#### Task brief
Print all of the entries below verbatim, with no line added, dropped, or altered.

#### Extracted material
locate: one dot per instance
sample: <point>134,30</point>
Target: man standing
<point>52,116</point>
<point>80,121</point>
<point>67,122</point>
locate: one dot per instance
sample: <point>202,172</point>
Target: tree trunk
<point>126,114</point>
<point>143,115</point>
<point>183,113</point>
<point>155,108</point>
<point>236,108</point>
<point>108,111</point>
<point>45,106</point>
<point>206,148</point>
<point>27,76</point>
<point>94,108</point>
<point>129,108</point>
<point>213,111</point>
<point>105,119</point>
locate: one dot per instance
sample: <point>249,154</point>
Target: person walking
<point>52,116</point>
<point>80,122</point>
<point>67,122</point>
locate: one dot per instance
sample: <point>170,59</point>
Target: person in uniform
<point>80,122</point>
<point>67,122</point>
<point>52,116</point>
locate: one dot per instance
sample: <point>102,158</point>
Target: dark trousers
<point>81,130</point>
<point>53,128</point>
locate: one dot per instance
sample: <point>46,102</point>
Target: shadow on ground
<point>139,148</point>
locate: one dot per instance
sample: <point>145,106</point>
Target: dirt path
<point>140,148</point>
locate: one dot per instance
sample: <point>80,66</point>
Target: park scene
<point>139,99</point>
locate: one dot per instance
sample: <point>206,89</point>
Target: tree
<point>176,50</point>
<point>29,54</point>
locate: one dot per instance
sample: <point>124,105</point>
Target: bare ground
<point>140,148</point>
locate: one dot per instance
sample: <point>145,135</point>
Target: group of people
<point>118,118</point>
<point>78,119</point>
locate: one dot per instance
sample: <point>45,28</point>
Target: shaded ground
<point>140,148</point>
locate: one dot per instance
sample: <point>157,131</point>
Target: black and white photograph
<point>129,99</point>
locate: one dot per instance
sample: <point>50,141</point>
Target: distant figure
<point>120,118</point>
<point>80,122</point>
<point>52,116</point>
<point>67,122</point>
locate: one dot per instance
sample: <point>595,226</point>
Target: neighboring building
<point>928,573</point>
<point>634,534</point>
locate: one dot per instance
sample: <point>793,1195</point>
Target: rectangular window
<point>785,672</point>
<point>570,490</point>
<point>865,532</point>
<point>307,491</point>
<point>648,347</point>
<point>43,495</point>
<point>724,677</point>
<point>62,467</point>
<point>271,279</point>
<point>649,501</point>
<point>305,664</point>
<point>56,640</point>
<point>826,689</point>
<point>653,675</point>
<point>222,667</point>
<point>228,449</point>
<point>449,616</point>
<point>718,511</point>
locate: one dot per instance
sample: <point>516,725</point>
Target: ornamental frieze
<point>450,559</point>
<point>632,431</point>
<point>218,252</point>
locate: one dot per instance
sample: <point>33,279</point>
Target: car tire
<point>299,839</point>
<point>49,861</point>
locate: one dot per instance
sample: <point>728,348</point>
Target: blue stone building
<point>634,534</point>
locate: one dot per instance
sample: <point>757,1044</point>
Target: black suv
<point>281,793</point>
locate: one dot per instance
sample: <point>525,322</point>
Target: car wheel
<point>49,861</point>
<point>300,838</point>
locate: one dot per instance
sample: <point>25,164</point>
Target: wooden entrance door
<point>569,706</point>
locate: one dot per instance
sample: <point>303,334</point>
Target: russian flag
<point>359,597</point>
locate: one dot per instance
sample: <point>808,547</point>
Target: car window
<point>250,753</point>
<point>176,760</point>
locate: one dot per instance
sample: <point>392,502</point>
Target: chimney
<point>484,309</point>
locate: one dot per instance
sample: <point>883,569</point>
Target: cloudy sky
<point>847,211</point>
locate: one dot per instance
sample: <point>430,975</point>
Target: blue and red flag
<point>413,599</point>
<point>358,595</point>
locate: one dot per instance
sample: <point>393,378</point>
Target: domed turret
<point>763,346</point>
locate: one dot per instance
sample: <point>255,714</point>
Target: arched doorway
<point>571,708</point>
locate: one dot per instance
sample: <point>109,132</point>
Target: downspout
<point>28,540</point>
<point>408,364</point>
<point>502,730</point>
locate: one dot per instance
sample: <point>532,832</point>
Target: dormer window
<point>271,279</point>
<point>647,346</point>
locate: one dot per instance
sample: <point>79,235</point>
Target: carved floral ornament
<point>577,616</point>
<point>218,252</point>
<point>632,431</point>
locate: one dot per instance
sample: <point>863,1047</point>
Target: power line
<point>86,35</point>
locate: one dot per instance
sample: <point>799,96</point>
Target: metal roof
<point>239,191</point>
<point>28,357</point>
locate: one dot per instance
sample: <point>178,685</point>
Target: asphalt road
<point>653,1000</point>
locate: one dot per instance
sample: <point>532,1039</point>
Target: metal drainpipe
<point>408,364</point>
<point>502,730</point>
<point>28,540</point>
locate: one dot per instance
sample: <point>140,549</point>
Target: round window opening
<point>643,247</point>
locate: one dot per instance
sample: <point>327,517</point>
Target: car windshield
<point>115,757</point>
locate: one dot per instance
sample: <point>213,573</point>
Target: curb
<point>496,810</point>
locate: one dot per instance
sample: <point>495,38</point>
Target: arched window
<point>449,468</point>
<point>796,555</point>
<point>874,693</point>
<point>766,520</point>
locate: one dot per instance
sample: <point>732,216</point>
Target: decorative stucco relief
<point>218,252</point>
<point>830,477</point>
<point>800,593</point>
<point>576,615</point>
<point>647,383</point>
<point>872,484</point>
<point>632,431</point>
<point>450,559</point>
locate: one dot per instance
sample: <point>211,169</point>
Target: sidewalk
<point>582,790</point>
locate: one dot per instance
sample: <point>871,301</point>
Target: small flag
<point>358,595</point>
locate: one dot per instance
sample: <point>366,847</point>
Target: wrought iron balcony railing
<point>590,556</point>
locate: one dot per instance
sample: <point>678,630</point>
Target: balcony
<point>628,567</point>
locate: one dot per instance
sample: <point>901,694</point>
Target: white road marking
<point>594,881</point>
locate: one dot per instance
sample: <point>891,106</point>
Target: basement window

#### Answer to this problem
locate: one dot per instance
sample: <point>134,30</point>
Target: man standing
<point>52,116</point>
<point>80,121</point>
<point>67,122</point>
locate: one dot per instance
sample: <point>202,172</point>
Target: tree trunk
<point>126,114</point>
<point>143,115</point>
<point>183,113</point>
<point>155,108</point>
<point>236,108</point>
<point>108,111</point>
<point>45,106</point>
<point>206,148</point>
<point>27,76</point>
<point>94,108</point>
<point>129,108</point>
<point>213,111</point>
<point>105,119</point>
locate: one dot per instance
sample: <point>249,154</point>
Target: person walking
<point>52,116</point>
<point>80,122</point>
<point>67,122</point>
locate: one dot per instance
sample: <point>170,59</point>
Target: person in uniform
<point>80,122</point>
<point>67,122</point>
<point>52,116</point>
locate: one dot per instance
sample: <point>102,158</point>
Target: dark trousers
<point>81,130</point>
<point>53,128</point>
locate: one dot per instance
sample: <point>46,102</point>
Target: shadow on ground
<point>139,148</point>
locate: one dot per instance
sample: <point>145,106</point>
Target: dirt path
<point>140,148</point>
locate: one dot per instance
sample: <point>80,66</point>
Target: park scene
<point>139,99</point>
locate: one dot per instance
sample: <point>206,89</point>
Target: tree
<point>176,50</point>
<point>29,54</point>
locate: one dot per instance
sample: <point>124,105</point>
Target: bare ground
<point>140,148</point>
locate: one dot per instance
sample: <point>145,135</point>
Target: group of people
<point>118,118</point>
<point>78,119</point>
locate: one dot per instance
sample: <point>45,28</point>
Target: shaded ground
<point>140,148</point>
locate: one dot per instance
sample: <point>157,131</point>
Target: black and white photograph
<point>129,99</point>
locate: one dot per instance
sample: <point>50,141</point>
Target: distant figure
<point>120,118</point>
<point>80,122</point>
<point>52,116</point>
<point>67,122</point>
locate: one dot per instance
sample: <point>595,226</point>
Target: neighboring building
<point>928,573</point>
<point>634,534</point>
locate: one dot per instance
sample: <point>793,1195</point>
Target: rectangular window
<point>785,672</point>
<point>570,490</point>
<point>865,532</point>
<point>307,491</point>
<point>648,347</point>
<point>43,495</point>
<point>724,677</point>
<point>62,467</point>
<point>271,279</point>
<point>649,501</point>
<point>305,664</point>
<point>56,640</point>
<point>826,689</point>
<point>653,675</point>
<point>222,667</point>
<point>228,449</point>
<point>449,616</point>
<point>718,511</point>
locate: one dot per instance
sample: <point>516,725</point>
Target: ornamental frieze
<point>450,559</point>
<point>632,431</point>
<point>218,252</point>
locate: one dot per instance
sample: <point>33,279</point>
Target: car tire
<point>299,839</point>
<point>49,861</point>
locate: one dot per instance
sample: <point>728,348</point>
Target: blue stone building
<point>634,534</point>
locate: one dot per instance
sample: <point>757,1044</point>
Target: black suv
<point>281,793</point>
locate: one dot per instance
sample: <point>525,322</point>
Target: car wheel
<point>49,861</point>
<point>300,838</point>
locate: one dot per instance
sample: <point>25,164</point>
Target: wooden entrance door
<point>569,706</point>
locate: one dot per instance
sample: <point>303,334</point>
Target: russian flag
<point>359,597</point>
locate: one dot per instance
sample: <point>808,547</point>
Target: car window
<point>250,753</point>
<point>176,760</point>
locate: one dot per instance
sample: <point>392,502</point>
Target: chimney
<point>484,309</point>
locate: one dot per instance
sample: <point>883,569</point>
Target: cloudy sky
<point>847,211</point>
locate: one dot per instance
sample: <point>430,975</point>
Target: blue and red flag
<point>413,599</point>
<point>358,595</point>
locate: one dot per instance
sample: <point>393,378</point>
Target: domed turret
<point>763,346</point>
locate: one dot per instance
sample: <point>255,714</point>
Target: arched doorway
<point>571,708</point>
locate: one dot per instance
sample: <point>109,132</point>
Target: downspout
<point>28,540</point>
<point>408,364</point>
<point>502,730</point>
locate: one dot per instance
sample: <point>532,832</point>
Target: dormer window
<point>271,279</point>
<point>647,346</point>
locate: one dot per instance
sample: <point>79,235</point>
Target: carved floral ornament
<point>577,616</point>
<point>218,252</point>
<point>632,431</point>
locate: one dot per instance
sample: <point>863,1047</point>
Target: power line
<point>86,35</point>
locate: one dot per instance
sample: <point>799,96</point>
Target: metal roof
<point>239,191</point>
<point>28,357</point>
locate: one dot per instance
sample: <point>178,685</point>
Target: asphalt road
<point>653,1000</point>
locate: one dot per instance
sample: <point>532,1039</point>
Target: metal drainpipe
<point>408,364</point>
<point>502,730</point>
<point>28,540</point>
locate: one dot per instance
sample: <point>140,549</point>
Target: round window opening
<point>643,247</point>
locate: one dot per instance
sample: <point>327,517</point>
Target: car windshield
<point>115,757</point>
locate: one dot per instance
sample: <point>213,573</point>
Target: curb
<point>496,810</point>
locate: one dot per instance
sample: <point>495,38</point>
Target: arched window
<point>449,468</point>
<point>796,555</point>
<point>874,693</point>
<point>766,520</point>
locate: one dot per instance
sample: <point>732,216</point>
Target: decorative stucco relief
<point>218,252</point>
<point>830,477</point>
<point>800,593</point>
<point>576,615</point>
<point>647,383</point>
<point>872,484</point>
<point>632,431</point>
<point>450,559</point>
locate: one dot per instance
sample: <point>211,169</point>
Target: sidewalk
<point>582,790</point>
locate: one dot per instance
sample: <point>871,301</point>
Target: small flag
<point>358,595</point>
locate: one dot per instance
sample: <point>366,847</point>
Target: wrought iron balcony railing
<point>590,556</point>
locate: one dot per instance
sample: <point>678,630</point>
Target: balcony
<point>628,567</point>
locate: one dot per instance
sample: <point>901,694</point>
Target: white road marking
<point>594,881</point>
locate: one dot per instance
sample: <point>891,106</point>
Target: basement window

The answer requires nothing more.